#### [WHAT YOU WILL DO]
Strip out the pictures and output each remaining line of the data word for word.
----- MATERIAL PROVIDED -----
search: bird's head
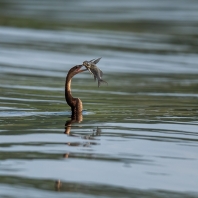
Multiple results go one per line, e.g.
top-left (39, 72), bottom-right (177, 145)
top-left (68, 65), bottom-right (87, 78)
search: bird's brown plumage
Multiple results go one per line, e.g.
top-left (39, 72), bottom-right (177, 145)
top-left (65, 65), bottom-right (86, 119)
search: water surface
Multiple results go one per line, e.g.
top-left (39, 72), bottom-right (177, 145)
top-left (0, 1), bottom-right (198, 197)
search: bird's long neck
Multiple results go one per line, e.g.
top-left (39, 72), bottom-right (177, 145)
top-left (65, 71), bottom-right (83, 117)
top-left (65, 74), bottom-right (75, 107)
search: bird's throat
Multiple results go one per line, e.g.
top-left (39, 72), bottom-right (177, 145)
top-left (65, 77), bottom-right (75, 107)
-----
#### [SOLUTION FOR THIS EXERCISE]
search: bird's head
Multiple results go one per line, e.g.
top-left (39, 72), bottom-right (177, 145)
top-left (68, 65), bottom-right (87, 78)
search: bird's brown plumage
Multiple results go one per line, e.g.
top-left (39, 72), bottom-right (177, 145)
top-left (65, 65), bottom-right (86, 119)
search: water surface
Multiple results go one per line, e.g.
top-left (39, 72), bottom-right (177, 145)
top-left (0, 1), bottom-right (198, 197)
search: bird's long neck
Multiple results go one per line, e.g.
top-left (39, 72), bottom-right (177, 145)
top-left (65, 71), bottom-right (83, 117)
top-left (65, 74), bottom-right (75, 107)
search: bird's throat
Multiple results go one per line, e.g.
top-left (39, 72), bottom-right (177, 145)
top-left (65, 77), bottom-right (75, 107)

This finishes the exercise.